• **What is needed**
Write out word for word the part below that opens with the line containing "Project brief: we need tight boxes for every sky" and closes with the line containing "xmin=0 ymin=0 xmax=600 ymax=211", including both of those lines.

• **Record excerpts**
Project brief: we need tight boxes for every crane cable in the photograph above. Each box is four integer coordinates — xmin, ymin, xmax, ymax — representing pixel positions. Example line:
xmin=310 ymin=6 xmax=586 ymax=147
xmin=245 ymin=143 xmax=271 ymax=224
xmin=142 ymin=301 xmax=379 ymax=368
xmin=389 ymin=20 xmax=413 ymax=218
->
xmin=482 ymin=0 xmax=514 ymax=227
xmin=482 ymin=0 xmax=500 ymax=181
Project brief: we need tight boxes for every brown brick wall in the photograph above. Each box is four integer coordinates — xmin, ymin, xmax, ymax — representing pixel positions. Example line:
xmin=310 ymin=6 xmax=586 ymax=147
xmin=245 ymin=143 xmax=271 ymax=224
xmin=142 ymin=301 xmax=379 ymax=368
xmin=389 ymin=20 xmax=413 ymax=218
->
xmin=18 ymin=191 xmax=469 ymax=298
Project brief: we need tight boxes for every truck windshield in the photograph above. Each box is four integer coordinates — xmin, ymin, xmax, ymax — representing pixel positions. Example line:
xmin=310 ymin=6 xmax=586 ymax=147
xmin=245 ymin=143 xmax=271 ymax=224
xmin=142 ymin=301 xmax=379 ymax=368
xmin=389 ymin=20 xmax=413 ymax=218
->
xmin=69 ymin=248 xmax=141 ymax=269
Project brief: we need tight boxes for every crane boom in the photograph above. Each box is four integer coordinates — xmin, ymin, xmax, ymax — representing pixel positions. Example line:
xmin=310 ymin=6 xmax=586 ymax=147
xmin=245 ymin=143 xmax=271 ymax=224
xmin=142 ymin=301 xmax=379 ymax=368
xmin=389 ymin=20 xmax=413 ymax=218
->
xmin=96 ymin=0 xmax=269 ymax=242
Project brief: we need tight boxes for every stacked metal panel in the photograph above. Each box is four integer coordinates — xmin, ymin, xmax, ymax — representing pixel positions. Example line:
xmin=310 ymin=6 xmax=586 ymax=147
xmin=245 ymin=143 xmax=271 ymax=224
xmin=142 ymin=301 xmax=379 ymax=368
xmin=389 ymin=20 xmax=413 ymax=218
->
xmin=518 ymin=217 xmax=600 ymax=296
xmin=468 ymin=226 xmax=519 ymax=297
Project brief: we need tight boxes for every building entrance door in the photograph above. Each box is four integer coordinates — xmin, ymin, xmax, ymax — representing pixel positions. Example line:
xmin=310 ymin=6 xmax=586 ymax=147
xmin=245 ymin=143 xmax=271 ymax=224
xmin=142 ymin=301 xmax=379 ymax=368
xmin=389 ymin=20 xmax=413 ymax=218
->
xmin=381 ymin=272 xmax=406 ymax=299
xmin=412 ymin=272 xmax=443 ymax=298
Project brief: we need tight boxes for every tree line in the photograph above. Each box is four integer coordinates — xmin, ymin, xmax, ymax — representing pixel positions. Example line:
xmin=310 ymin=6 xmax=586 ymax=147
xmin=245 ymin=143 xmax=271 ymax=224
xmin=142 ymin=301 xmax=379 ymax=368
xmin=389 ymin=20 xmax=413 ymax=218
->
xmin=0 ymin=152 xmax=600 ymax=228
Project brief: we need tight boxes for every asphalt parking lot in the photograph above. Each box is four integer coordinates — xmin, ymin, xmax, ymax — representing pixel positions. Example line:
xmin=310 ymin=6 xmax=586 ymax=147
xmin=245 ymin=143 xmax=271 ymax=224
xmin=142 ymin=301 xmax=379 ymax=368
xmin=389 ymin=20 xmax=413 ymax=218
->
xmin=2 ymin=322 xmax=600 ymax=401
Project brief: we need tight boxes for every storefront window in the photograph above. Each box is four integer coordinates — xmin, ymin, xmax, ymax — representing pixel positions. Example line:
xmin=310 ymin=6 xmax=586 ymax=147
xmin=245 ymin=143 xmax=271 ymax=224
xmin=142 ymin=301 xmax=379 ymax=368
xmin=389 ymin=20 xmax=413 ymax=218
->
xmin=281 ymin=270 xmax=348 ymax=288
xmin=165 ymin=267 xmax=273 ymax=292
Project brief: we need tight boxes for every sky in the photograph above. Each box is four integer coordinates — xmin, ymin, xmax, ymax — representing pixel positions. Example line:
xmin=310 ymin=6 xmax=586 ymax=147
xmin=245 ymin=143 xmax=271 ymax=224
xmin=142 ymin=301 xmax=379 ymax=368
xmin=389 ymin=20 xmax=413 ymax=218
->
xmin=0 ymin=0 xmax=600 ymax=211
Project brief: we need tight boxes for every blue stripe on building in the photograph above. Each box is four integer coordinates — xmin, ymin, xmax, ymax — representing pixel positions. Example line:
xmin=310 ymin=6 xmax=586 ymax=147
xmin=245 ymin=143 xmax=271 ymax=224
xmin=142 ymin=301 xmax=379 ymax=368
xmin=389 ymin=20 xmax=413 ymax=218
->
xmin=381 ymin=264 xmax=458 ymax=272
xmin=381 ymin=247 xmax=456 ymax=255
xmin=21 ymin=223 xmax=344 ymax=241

• **Task solution**
Project brief: we need tight boxes for every sky in the photograph above. Each box is four integer coordinates — xmin, ymin, xmax, ymax — representing pixel positions. Example line:
xmin=310 ymin=6 xmax=586 ymax=147
xmin=245 ymin=143 xmax=271 ymax=224
xmin=142 ymin=301 xmax=379 ymax=368
xmin=389 ymin=20 xmax=413 ymax=218
->
xmin=0 ymin=0 xmax=600 ymax=211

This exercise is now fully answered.